#### Extracted entries
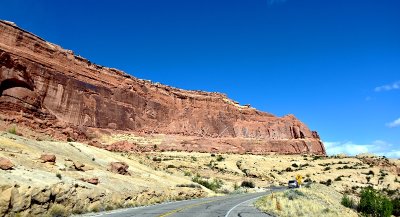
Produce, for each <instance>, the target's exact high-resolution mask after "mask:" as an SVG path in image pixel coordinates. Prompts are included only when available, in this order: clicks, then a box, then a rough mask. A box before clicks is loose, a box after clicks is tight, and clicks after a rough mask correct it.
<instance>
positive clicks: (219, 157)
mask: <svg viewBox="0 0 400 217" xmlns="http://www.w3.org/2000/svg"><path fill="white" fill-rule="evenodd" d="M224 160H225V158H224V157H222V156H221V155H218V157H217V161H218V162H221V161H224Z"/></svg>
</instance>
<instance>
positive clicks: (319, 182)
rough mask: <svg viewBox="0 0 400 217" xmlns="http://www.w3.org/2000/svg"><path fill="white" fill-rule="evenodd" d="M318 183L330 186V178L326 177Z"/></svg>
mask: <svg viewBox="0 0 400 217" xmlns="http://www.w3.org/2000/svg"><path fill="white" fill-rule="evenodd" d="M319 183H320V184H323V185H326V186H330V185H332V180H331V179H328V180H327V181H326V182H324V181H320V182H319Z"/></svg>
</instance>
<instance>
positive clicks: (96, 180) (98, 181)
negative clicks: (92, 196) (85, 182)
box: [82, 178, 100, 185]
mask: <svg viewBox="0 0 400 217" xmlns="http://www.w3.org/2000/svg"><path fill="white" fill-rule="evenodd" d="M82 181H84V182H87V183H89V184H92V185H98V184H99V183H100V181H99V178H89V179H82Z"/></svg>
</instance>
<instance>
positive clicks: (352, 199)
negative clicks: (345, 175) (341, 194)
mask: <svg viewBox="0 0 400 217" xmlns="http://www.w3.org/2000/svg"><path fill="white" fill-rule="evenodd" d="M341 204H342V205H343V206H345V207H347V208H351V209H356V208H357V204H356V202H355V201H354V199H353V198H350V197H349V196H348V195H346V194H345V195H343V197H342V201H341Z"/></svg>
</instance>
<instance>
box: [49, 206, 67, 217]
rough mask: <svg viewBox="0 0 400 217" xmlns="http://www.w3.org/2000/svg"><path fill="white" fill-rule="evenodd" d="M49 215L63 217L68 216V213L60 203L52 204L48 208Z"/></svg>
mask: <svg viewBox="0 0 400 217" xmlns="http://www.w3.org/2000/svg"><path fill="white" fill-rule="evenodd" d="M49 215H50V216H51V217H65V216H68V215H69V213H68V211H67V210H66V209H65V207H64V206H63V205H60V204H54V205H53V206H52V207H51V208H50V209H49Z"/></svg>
########
- Work to complete
Only the text is to be copied: please reproduce the records exactly and drop the pictures.

- Answer for the task
Produce, for each <instance>, the target's exact high-resolution mask after "mask:" as an SVG path in image pixel coordinates. Prompts are included only when available, in this order: clicks, then a box, then a rough mask. A box before clicks is loose, a box after clicks is tight, and clicks after a rough mask correct it.
<instance>
positive clicks: (219, 157)
mask: <svg viewBox="0 0 400 217" xmlns="http://www.w3.org/2000/svg"><path fill="white" fill-rule="evenodd" d="M224 160H225V158H224V157H222V156H221V155H218V157H217V161H218V162H221V161H224Z"/></svg>
</instance>
<instance>
positive clicks: (319, 182)
rough mask: <svg viewBox="0 0 400 217" xmlns="http://www.w3.org/2000/svg"><path fill="white" fill-rule="evenodd" d="M318 183L330 186V178L326 177Z"/></svg>
mask: <svg viewBox="0 0 400 217" xmlns="http://www.w3.org/2000/svg"><path fill="white" fill-rule="evenodd" d="M319 183H320V184H323V185H326V186H330V185H332V180H331V179H328V180H327V181H326V182H324V181H320V182H319Z"/></svg>
</instance>
<instance>
positive clicks: (96, 180) (98, 181)
negative clicks: (92, 196) (85, 182)
box: [82, 178, 100, 185]
mask: <svg viewBox="0 0 400 217" xmlns="http://www.w3.org/2000/svg"><path fill="white" fill-rule="evenodd" d="M82 181H84V182H87V183H89V184H92V185H98V184H99V183H100V181H99V178H89V179H82Z"/></svg>
</instance>
<instance>
positive clicks: (352, 199)
negative clicks: (345, 175) (341, 194)
mask: <svg viewBox="0 0 400 217" xmlns="http://www.w3.org/2000/svg"><path fill="white" fill-rule="evenodd" d="M341 204H342V205H343V206H345V207H347V208H351V209H356V208H357V204H356V202H355V201H354V199H353V198H350V197H349V196H348V195H346V194H345V195H343V197H342V201H341Z"/></svg>
</instance>
<instance>
box: [49, 206, 67, 217]
rough mask: <svg viewBox="0 0 400 217" xmlns="http://www.w3.org/2000/svg"><path fill="white" fill-rule="evenodd" d="M49 215L63 217L68 216V213L60 203L52 204L48 208Z"/></svg>
mask: <svg viewBox="0 0 400 217" xmlns="http://www.w3.org/2000/svg"><path fill="white" fill-rule="evenodd" d="M49 215H50V216H51V217H65V216H68V215H69V213H68V211H67V210H66V209H65V207H64V206H63V205H60V204H54V205H53V206H52V207H51V208H50V209H49Z"/></svg>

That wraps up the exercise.